**What is being asked**
Using the records that follow, copy every line containing the word "person".

Stored items
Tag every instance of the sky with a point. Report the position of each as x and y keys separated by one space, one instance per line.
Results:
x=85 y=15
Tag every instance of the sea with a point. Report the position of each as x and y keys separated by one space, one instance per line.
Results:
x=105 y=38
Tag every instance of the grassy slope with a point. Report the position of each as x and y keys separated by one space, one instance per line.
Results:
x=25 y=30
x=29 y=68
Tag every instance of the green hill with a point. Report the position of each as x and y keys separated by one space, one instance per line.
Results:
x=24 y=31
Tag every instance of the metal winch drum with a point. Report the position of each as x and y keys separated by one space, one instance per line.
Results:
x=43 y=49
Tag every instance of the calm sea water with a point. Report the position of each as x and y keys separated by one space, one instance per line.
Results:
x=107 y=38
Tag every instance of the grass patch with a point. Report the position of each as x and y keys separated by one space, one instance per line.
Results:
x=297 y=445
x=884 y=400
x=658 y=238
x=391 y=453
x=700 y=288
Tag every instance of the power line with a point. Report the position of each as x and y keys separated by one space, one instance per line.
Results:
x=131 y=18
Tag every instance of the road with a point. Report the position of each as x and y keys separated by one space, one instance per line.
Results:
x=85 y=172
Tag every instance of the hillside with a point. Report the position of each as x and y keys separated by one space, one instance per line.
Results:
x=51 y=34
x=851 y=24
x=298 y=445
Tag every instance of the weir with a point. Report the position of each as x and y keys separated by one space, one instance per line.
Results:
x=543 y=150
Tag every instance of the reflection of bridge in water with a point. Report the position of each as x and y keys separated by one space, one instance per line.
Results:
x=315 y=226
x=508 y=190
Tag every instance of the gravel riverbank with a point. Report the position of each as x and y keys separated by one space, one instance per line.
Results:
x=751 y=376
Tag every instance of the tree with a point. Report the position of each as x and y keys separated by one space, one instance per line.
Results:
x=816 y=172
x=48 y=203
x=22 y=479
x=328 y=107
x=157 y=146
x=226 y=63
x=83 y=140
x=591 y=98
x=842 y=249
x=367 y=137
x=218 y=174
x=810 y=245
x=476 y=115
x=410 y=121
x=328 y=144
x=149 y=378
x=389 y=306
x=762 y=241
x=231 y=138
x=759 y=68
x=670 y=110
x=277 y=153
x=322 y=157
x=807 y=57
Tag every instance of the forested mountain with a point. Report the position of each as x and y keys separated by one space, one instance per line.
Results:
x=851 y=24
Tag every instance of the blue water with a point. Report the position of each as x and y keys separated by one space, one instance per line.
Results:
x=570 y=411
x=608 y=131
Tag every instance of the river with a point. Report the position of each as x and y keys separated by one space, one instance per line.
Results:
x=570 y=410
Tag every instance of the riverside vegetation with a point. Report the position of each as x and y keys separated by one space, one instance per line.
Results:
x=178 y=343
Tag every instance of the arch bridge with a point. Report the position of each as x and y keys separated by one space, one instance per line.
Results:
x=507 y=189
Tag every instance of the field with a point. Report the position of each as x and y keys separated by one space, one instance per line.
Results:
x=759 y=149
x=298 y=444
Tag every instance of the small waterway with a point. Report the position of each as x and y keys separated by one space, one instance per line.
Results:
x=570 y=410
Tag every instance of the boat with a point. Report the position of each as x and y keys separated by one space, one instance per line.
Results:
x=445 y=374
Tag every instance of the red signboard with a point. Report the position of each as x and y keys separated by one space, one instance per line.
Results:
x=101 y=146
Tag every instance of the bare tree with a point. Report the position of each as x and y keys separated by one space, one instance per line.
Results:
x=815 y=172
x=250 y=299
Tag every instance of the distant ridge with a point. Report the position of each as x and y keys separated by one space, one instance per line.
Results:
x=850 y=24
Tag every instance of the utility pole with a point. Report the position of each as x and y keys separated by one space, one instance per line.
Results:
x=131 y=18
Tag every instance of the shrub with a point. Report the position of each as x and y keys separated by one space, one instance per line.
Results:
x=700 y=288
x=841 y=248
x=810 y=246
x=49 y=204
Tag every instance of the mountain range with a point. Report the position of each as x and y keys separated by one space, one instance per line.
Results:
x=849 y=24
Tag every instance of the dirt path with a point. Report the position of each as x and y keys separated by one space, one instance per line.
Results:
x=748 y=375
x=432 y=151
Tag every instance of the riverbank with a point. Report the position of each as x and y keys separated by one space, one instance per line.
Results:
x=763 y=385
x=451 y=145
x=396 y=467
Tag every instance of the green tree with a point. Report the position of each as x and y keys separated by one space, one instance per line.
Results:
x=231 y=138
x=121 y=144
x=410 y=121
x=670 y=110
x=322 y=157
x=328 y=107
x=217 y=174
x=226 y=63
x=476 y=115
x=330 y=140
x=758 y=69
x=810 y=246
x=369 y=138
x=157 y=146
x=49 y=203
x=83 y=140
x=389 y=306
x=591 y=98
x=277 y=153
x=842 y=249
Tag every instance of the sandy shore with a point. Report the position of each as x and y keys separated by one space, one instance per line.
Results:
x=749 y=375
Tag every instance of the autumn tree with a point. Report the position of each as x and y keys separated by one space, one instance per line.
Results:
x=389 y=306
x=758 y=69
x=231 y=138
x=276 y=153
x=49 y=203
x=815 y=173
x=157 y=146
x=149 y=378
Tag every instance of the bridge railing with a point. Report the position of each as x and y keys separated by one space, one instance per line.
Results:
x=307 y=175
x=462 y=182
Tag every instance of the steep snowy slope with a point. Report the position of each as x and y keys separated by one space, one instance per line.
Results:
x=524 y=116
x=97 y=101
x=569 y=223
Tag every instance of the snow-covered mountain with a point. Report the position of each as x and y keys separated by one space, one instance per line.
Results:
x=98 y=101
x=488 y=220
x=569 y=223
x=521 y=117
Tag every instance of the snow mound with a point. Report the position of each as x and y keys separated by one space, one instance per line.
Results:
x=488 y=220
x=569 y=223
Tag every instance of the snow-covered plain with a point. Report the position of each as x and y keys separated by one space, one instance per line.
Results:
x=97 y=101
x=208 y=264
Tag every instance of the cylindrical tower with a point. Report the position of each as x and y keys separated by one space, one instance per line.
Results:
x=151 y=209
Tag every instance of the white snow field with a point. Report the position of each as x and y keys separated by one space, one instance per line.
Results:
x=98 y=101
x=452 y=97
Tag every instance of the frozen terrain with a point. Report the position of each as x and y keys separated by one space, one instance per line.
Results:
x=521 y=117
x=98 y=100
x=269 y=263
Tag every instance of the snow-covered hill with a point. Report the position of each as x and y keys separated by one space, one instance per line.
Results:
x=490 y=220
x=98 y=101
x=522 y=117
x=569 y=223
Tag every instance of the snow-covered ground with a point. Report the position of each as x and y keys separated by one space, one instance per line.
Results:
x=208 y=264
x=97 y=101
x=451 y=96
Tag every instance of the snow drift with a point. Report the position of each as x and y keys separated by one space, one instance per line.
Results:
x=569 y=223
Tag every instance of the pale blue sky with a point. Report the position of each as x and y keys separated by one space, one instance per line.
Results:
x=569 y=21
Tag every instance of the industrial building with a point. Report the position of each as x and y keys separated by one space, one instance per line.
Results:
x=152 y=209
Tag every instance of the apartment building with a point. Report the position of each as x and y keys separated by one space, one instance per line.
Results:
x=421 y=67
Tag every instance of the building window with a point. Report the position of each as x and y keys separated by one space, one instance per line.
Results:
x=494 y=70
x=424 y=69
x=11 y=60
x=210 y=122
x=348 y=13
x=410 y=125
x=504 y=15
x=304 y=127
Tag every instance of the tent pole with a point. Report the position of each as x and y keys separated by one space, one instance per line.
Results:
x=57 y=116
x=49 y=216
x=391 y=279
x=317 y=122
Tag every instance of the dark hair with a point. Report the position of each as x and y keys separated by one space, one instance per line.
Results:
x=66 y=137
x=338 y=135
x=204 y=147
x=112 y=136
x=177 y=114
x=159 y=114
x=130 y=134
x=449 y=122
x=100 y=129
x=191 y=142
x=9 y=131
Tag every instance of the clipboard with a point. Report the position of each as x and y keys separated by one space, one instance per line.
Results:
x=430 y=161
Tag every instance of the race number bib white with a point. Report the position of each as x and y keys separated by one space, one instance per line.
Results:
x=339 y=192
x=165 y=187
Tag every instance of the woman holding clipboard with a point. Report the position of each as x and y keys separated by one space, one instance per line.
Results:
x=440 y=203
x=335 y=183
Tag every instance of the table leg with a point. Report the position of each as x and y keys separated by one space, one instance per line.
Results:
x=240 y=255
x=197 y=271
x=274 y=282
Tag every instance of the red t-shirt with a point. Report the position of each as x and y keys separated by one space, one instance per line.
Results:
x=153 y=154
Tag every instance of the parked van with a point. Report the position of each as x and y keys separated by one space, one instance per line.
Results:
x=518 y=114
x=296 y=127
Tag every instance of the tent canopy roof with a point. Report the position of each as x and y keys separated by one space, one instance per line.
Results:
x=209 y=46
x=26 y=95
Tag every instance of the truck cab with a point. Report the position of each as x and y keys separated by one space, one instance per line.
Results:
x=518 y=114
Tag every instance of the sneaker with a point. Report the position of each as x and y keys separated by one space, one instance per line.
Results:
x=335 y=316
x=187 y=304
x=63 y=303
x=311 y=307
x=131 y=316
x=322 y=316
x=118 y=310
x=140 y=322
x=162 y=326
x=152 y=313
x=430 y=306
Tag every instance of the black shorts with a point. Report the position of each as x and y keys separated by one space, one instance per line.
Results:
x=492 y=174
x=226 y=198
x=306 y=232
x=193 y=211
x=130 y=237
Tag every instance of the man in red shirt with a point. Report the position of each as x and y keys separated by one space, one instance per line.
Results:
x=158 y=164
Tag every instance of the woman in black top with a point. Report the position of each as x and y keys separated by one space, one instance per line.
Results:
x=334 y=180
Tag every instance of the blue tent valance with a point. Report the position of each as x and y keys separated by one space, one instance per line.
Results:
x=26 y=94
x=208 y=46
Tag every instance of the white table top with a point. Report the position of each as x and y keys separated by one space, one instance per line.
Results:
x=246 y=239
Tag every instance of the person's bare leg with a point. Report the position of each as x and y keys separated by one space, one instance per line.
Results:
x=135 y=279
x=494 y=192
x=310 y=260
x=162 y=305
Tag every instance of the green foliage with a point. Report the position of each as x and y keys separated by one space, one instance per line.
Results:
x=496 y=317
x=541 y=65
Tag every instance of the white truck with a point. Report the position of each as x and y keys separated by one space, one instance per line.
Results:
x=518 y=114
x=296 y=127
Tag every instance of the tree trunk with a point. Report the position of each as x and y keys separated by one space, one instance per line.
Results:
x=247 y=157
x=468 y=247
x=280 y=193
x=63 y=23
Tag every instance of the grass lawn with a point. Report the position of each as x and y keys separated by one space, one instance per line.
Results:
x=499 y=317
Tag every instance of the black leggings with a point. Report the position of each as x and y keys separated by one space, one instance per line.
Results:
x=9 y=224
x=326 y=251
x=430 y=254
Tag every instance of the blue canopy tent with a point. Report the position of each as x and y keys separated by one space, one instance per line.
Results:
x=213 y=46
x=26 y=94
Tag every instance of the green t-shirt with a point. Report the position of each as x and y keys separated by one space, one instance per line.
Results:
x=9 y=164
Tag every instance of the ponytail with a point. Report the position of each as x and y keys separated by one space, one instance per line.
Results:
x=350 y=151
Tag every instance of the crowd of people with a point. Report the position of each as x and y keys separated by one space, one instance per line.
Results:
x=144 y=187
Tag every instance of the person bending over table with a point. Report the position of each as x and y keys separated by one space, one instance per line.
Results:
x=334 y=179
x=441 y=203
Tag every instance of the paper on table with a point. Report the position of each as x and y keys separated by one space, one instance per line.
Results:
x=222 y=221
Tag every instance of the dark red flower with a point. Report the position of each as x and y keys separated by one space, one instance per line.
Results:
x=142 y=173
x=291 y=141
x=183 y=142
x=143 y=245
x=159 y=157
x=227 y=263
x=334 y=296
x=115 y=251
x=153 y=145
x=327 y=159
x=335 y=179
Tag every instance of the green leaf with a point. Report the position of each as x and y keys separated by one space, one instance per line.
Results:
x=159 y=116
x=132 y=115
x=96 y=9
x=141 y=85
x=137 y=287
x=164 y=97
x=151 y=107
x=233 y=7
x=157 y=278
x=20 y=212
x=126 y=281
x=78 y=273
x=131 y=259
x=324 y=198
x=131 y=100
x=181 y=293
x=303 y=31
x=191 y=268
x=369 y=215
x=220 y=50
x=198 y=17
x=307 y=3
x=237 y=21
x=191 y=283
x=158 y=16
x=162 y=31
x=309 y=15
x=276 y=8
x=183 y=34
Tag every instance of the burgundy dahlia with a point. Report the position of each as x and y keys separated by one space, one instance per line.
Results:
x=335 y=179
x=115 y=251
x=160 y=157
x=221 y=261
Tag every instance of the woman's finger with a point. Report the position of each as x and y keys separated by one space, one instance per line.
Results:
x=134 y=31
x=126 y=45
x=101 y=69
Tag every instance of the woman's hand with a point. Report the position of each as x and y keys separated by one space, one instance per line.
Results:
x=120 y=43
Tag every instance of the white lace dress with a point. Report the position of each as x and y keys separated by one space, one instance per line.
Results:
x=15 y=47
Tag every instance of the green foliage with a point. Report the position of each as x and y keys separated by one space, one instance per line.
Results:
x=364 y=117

**Task output**
Tag every instance of the person's bare leg with a point. Report the position of each as x and y keys separated by one space, one instance per line.
Tag every instance of the person bending over table with a point. Report the position of each as x and y keys separated by one space, one instance per line.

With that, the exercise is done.